Le barré
Il existe, dans l’apprentissage de la guitare, un obstacle majeur, une étape incontournable qui fait perler les gouttes de sueur sur le front des apprentis musiciens… Le barré. Cette action d’allonger et d’appuyer l’index sur le manche, de sorte qu’il en recouvre la totalité, est en effet perçue comme un supplice de Tantale, qui en découragea plus d’un d’aller plus loin. Et pourtant, Kurt Cobain lui-même a déclaré un jour qu’il avait arrêté les cours de guitare le jour où il avait compris qu’en décalant les positions en barré sur le manche, il pouvait retrouver tous les accords… Ce qu’il ne priva pas de mettre en pratique avec le succès qu’on connaît. Mais alors, c’est facile ou c’est difficile ? C’est à n’y rien comprendre… Tâchons d’y voir plus clair. Continuer à lire
La vie sans barré
Les accords relatifs
Rien ne sert de plonger trop tôt dans le grand bain avant de savoir nager, c’est parfois le meilleur moyen de se décourager. S’il s’agit de chanter en s’accompagnant à la guitare, le capodastre peut permettre d’explorer pas mal de tonalités en ayant le moins de barrés possible… Mais si, malgré tout, barré il y a ? Comment faire ?
Quelquefois, remplacer l’accord incriminé par son accord relatif, le fa par un ré mineur par exemple, (puisque l’accord en question est souvent un fa) peut permettre de contourner le problème.
Sur No Woman No Cry de Bob Marley par exemple, ça donnera :
Do M / Sol M / La m / Ré m
Do M / Ré m / Do M / Sol M
Évidemment, on transforme un peu l’harmonie du morceau, et les oreilles les plus aguerries (et les plus tatillonnes) ne manqueront pas de vous le faire remarquer… Mais dites-leur qu’à chaque jour suffit sa peine, compensez cette lacune par la ferveur de l’interprétation, et ça passera tout seul.
Tableau des accords relatifs.
Les positions « simples »
Et ce fameux Fa Majeur, souvent le premier à intervenir, et qui freine tant de vocations… « Si l’on pouvait le jouer autrement, ce serait quand même plus simple », serait-on tenté de se dire. Eh bien, c’est possible ! A condition bien sûr de ne pas jouer toutes les cordes. Voici deux positions simplifiées du Fa Majeur. Inutile de dire qu’au même titre que les accords en barré, elles se décalent sur le manche.
2 positions simplifiées pour le Fa Majeur.
Le Pouce !
Oui : L’usage du pouce de la main gauche, en adaptant quelques positions, peut enrichir votre jeu et vous épargner certains barrés douloureux. En voici quelques exemples : Le Fa majeur en barré, puis avec le pouce (« T » = pouce), et le si bémol majeur en barré, puis avec le pouce.
(Notons que pour le sib pouce, ça se complique un peu… Il s’agit quand même de faire un petit barré de 3 cases. Mais nombre de guitaristes ont adapté ce type de position… A tester donc !)

MATÉRIEL FOURNI –
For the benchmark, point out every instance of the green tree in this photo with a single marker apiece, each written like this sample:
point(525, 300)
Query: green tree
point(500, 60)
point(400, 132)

TRAVAIL À FAIRE – Rédigez la suite de l'article sur le barré à la guitare, en reprenant juste après sa dernière phrase.

RÉSULTAT CI-DESSOUS –
On peut d’ailleurs remarquer sur cette vidéo de Jimi Hendrix, clôturant le festival de Woodstock au petit matin par une longue improvisation à la guitare, à quel point il a su tirer partie de l’usage du pouce…
Ce qui ne le dispense pas de faire pas mal de barrés. Et, donc, ne résout pas notre problème. Continuons…
Le barré
Jetons-nous dans le bain… Qu’est-ce que le barré ? Quelle est son utilité ? Pourquoi tant de souffrance ?
Prenons notre position de Mi Majeur et décalons la d’une case : les doigts de la 2ème case seront sur la 3ème case, et ainsi de suite. Faisons cette position avec majeur, annulaire et auriculaire pour libérer l’index… Qui, lui, s’étalera tout en long sur la 1ère case.
En procédant ainsi, nous décalerons toutes les notes d’un demi-ton vers le haut. Nous aurons un Fa Majeur, puis si nous décalons encore l’ensemble d’une case, nous aurons un Fa# Majeur… Puis un Sol… Et ainsi de suite. C’est bien là ce que Kurt Cobain avait compris : le barré, c’est tous les accords à portée de main. Ça vaut bien quelques contorsions et quelques douleurs.
Kurt qui, d’ailleurs, s’est autorisé quelques approximations lors du MTV Unplugged en 1993. « If it sounds bad, these people just gonna have to wait » (« si ça sonne mal, ces gens devront attendre »), prévient-il en amorce du morceau Pennyroyal Tea… Comme quoi un si bémol majeur qui grince un peu n’entrave pas la beauté d’une chanson.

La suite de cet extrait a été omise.